* Begin *
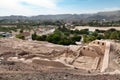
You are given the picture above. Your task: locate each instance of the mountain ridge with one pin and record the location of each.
(108, 15)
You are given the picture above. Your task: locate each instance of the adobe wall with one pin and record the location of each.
(88, 51)
(100, 43)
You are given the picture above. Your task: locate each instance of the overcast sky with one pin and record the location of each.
(38, 7)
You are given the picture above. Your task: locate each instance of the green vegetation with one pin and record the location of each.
(62, 36)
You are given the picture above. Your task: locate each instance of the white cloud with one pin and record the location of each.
(15, 7)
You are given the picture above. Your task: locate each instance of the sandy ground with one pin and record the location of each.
(94, 28)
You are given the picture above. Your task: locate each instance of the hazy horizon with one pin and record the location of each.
(54, 7)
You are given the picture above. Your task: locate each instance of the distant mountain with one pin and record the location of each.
(110, 15)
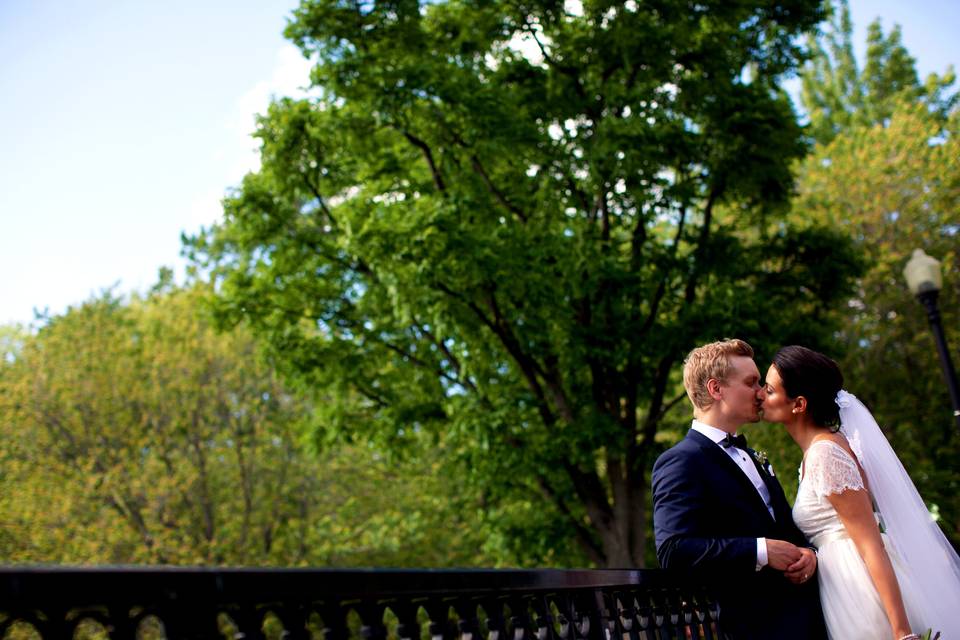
* End *
Write out all of the records above word for word, omitting the pictures.

You are given the picture above. Your task: locate each instance of the mountain ridge with one pin and record the location of each.
(108, 15)
You are given the picture above. Your task: locate each instance of the adobe wall with one pin and record the location of each.
(88, 51)
(100, 43)
You are given the picture above. Your task: locate each instance of the overcast sky with one pin and record the location of each.
(38, 7)
You are given the picture above. Your task: locate each instance of the green vegetation with one pin and record the location of each.
(62, 36)
You are given the picture above. Your task: locate each instance of the white cloud with one pin and record the location of each.
(15, 7)
You are given the picture above. Your task: locate each instance of the sandy ground with one pin and record the location of each.
(94, 28)
You are given the picture above. Your task: locate each instance of the hazy horizon with one pin and record the location of each.
(54, 7)
You are given the picture above. Your task: locate each instance of the distant mountain with one pin and record the location of each.
(110, 15)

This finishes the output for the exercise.